Transcribe only the part of the listing below that begins at the line containing "Could you point to the man's" and runs to its final line, keeping both ends.

# # #

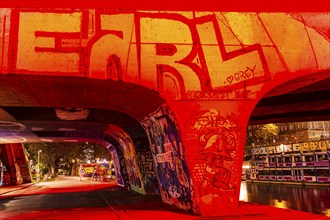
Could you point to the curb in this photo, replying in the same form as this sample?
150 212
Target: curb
18 188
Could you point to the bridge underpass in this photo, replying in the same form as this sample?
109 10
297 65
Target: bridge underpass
189 96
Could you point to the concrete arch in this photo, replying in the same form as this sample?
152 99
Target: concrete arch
140 120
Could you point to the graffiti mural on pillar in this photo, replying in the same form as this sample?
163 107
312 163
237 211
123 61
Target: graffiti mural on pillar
216 172
175 183
149 179
127 145
120 171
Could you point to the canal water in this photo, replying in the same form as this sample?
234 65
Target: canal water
308 199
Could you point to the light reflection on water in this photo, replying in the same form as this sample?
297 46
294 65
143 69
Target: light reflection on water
307 199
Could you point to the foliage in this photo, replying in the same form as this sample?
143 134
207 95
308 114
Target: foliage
267 132
67 155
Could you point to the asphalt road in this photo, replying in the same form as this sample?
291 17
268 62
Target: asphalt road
70 198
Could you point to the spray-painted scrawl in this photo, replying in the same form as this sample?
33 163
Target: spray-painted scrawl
219 141
168 153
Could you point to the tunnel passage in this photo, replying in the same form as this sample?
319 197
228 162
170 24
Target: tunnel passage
136 121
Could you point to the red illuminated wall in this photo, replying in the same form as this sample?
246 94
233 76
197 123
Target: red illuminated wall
210 67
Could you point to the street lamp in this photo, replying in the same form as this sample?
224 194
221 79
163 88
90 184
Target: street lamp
38 178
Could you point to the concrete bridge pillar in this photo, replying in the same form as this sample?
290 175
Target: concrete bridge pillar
213 134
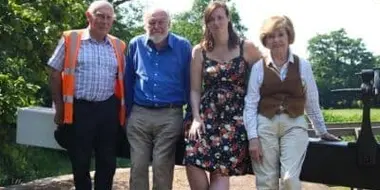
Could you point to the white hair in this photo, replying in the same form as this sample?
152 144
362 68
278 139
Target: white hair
95 5
155 9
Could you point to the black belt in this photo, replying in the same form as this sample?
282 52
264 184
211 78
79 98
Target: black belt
160 106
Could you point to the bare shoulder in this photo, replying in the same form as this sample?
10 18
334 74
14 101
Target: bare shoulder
197 51
251 52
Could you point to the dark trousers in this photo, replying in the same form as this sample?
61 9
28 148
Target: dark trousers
95 128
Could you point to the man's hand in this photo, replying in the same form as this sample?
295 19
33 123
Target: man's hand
255 149
58 117
330 137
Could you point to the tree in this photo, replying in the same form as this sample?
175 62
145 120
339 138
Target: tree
29 32
336 58
190 23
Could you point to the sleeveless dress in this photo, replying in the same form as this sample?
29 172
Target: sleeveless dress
223 148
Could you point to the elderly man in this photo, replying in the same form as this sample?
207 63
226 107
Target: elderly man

# # #

> [TASK RESULT]:
Could you point to the man's hand in this photo, replying in the same form as this sample?
295 19
33 123
Target: man's hand
255 149
58 117
330 137
Could you point to the tree in this photo, replying in the same form as this sample?
175 62
145 120
339 138
Target: tree
29 32
336 58
190 23
Could you point to the sleeveless dress in this photo, replying in the same form as this sample?
29 172
Target: sleeveless dress
223 148
Could you point to the elderly man in this photo, replying in the same form as this sample?
207 63
226 107
Target: elderly man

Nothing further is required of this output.